──────── Dataset

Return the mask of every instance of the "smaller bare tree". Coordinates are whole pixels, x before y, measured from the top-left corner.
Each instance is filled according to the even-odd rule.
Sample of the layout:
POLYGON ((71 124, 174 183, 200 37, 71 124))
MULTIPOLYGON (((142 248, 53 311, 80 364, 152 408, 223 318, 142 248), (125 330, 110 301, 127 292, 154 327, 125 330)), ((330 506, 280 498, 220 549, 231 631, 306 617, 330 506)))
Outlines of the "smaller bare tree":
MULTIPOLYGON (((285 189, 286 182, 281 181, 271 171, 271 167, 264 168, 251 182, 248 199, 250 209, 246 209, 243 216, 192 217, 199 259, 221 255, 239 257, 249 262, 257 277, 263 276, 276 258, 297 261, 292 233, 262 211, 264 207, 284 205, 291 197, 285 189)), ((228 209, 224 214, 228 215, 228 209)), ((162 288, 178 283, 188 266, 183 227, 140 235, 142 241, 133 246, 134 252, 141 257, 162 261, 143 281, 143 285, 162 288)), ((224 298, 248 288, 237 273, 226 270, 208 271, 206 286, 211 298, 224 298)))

────────────────

§ Work required: Convert the lines above into a Markdown table with the columns Row and Line, giving each non-blank line its own numbered row.

§ Response:
| Row | Line |
|---|---|
| 1 | Return the mask of every instance of the "smaller bare tree". Coordinates are whole pixels, x before y, measured from the top-left corner. |
| 2 | Each instance is filled according to the even-odd rule. |
| 3 | Sample of the layout: |
| 4 | POLYGON ((71 124, 174 183, 200 37, 71 124)) |
| 5 | MULTIPOLYGON (((142 248, 53 311, 80 364, 152 408, 223 318, 142 248), (125 330, 110 301, 127 292, 154 327, 125 330)), ((330 506, 280 498, 220 549, 231 631, 306 617, 330 506))) |
| 6 | Outlines of the "smaller bare tree": |
| 7 | MULTIPOLYGON (((285 189, 286 182, 281 181, 271 171, 271 167, 264 168, 251 182, 248 199, 250 209, 246 209, 243 216, 192 217, 199 259, 221 255, 239 257, 249 262, 257 277, 263 276, 276 258, 297 261, 292 233, 262 211, 264 207, 284 205, 291 197, 285 189)), ((228 209, 224 214, 228 215, 228 209)), ((162 288, 178 283, 188 266, 183 227, 140 235, 142 241, 133 246, 134 252, 141 257, 162 261, 143 281, 143 285, 162 288)), ((224 298, 248 288, 237 273, 226 270, 208 271, 206 286, 211 298, 224 298))) |